Can you convert the material below into a two-column Markdown table headed Row and Entry, with each line numbered in order? Skip blank lines and omit the pictures.

........

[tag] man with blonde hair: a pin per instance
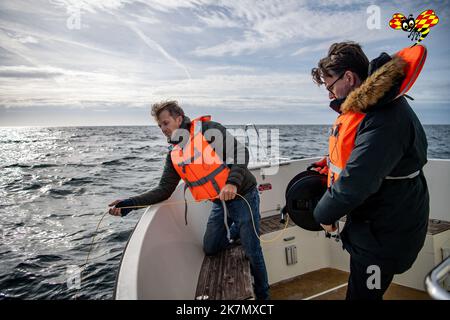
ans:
(214, 166)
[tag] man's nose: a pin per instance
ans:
(331, 95)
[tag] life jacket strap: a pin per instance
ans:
(409, 176)
(183, 164)
(208, 178)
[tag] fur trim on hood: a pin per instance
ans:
(375, 87)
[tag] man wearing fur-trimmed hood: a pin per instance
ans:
(376, 154)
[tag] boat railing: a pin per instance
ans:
(435, 277)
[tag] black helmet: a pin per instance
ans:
(302, 195)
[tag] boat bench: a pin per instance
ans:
(226, 275)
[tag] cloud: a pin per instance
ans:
(29, 72)
(240, 56)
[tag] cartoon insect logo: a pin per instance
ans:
(418, 28)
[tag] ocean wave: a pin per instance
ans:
(78, 181)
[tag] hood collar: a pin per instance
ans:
(381, 86)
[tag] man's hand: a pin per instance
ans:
(228, 192)
(329, 227)
(117, 209)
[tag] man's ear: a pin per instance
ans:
(350, 77)
(179, 120)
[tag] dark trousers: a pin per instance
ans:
(361, 282)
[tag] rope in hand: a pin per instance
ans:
(182, 202)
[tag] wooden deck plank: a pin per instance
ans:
(225, 276)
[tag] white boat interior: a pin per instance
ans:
(164, 256)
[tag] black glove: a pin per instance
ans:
(125, 203)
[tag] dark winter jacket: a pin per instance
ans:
(233, 154)
(386, 219)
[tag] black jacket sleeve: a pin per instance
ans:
(167, 184)
(379, 145)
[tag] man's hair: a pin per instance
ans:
(341, 57)
(171, 106)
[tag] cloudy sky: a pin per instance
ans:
(89, 62)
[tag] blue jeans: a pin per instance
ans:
(240, 223)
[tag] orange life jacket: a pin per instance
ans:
(343, 133)
(198, 164)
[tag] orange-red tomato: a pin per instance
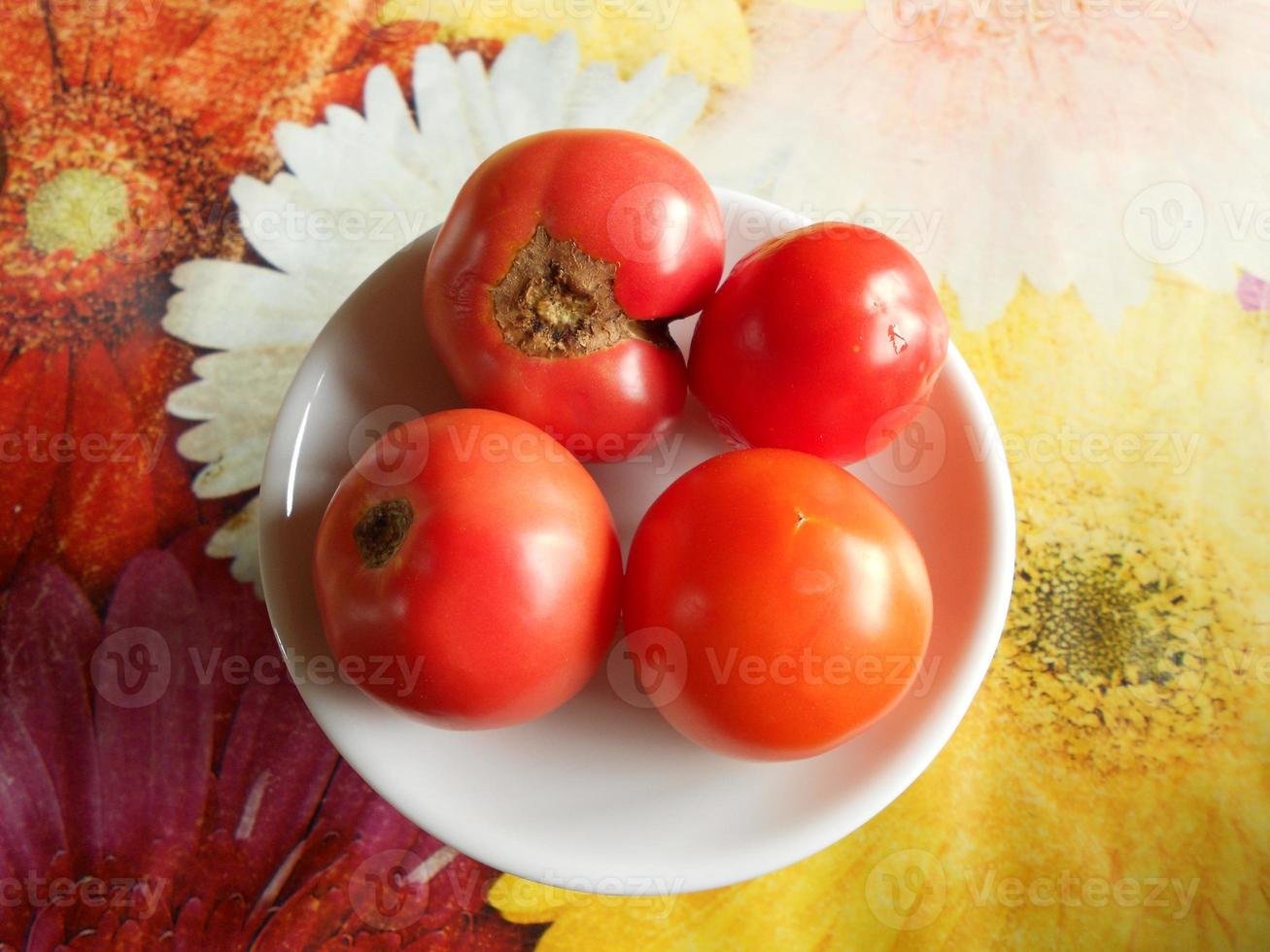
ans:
(467, 570)
(773, 604)
(827, 339)
(551, 281)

........

[The answer]:
| Row | Entry |
|---|---|
| 1 | [tag] man with blonde hair: a pin per instance |
| 2 | ans: |
| 3 | (214, 166) |
| 4 | [tag] man's nose: a pin per instance |
| 5 | ans: |
| 6 | (331, 95) |
| 7 | [tag] life jacket strap: a pin per instance |
| 8 | ans: |
| 9 | (409, 176) |
| 10 | (183, 164) |
| 11 | (208, 178) |
| 12 | [tag] fur trim on hood: a pin per instance |
| 13 | ans: |
| 14 | (375, 87) |
| 15 | [tag] man wearing fur-trimmed hood: a pin per instance |
| 16 | ans: |
| 17 | (376, 154) |
| 18 | [tag] boat railing: a pin per instance |
| 19 | ans: |
| 20 | (435, 277) |
| 21 | [tag] black helmet: a pin per instance |
| 22 | ans: |
| 23 | (302, 195) |
| 24 | [tag] boat bench: a pin per instance |
| 25 | ans: |
| 26 | (226, 275) |
| 27 | [tag] cloud: a pin per instance |
| 28 | ans: |
| 29 | (29, 72) |
| 30 | (240, 56) |
| 31 | [tag] cartoon insect logo: a pin per instance |
| 32 | ans: |
| 33 | (418, 28) |
| 34 | [tag] ocean wave: a pin per instance |
| 35 | ans: |
| 36 | (78, 181) |
| 37 | [tag] hood collar: a pin per instance |
| 38 | ans: |
| 39 | (381, 86) |
| 40 | [tag] man's hand: a pin per instance |
| 41 | ans: |
| 42 | (228, 192) |
| 43 | (329, 227) |
| 44 | (117, 209) |
| 45 | [tag] man's ear: a pin per instance |
| 46 | ans: |
| 47 | (350, 77) |
| 48 | (179, 120) |
| 49 | [tag] dark trousers: a pin per instance |
| 50 | ans: |
| 51 | (361, 282) |
| 52 | [tag] rope in hand: a pin per instance |
| 53 | ans: |
| 54 | (182, 202) |
| 55 | [tag] wooden deck plank: a pin per instance |
| 56 | ans: |
| 57 | (225, 276) |
| 58 | [tag] white boat interior: a pin per instance |
| 59 | ans: |
| 60 | (164, 256) |
| 61 | [tag] black glove: a pin per instance |
| 62 | ans: |
| 63 | (125, 203) |
| 64 | [tag] dark winter jacket: a pin per instance |
| 65 | ans: |
| 66 | (233, 154) |
| 67 | (386, 219) |
| 68 | [tag] black jacket sleeve: a pin per instance |
| 69 | ans: |
| 70 | (167, 184) |
| 71 | (379, 145) |
| 72 | [tag] man's hair: a pin per instance |
| 73 | ans: |
| 74 | (341, 57) |
| 75 | (171, 106) |
| 76 | [tag] cloudy sky: a pin per instance |
| 77 | ans: |
| 78 | (89, 62) |
| 79 | [tag] blue jeans: a pin per instance |
| 80 | ans: |
| 81 | (240, 223) |
| 82 | [tag] orange life jacket: a pin per instance |
| 83 | ans: |
| 84 | (343, 133) |
| 85 | (198, 164) |
| 86 | [tag] orange-red tomato: a pin per instance |
| 87 | ans: |
| 88 | (467, 570) |
| 89 | (773, 604) |
| 90 | (827, 339) |
| 91 | (551, 281) |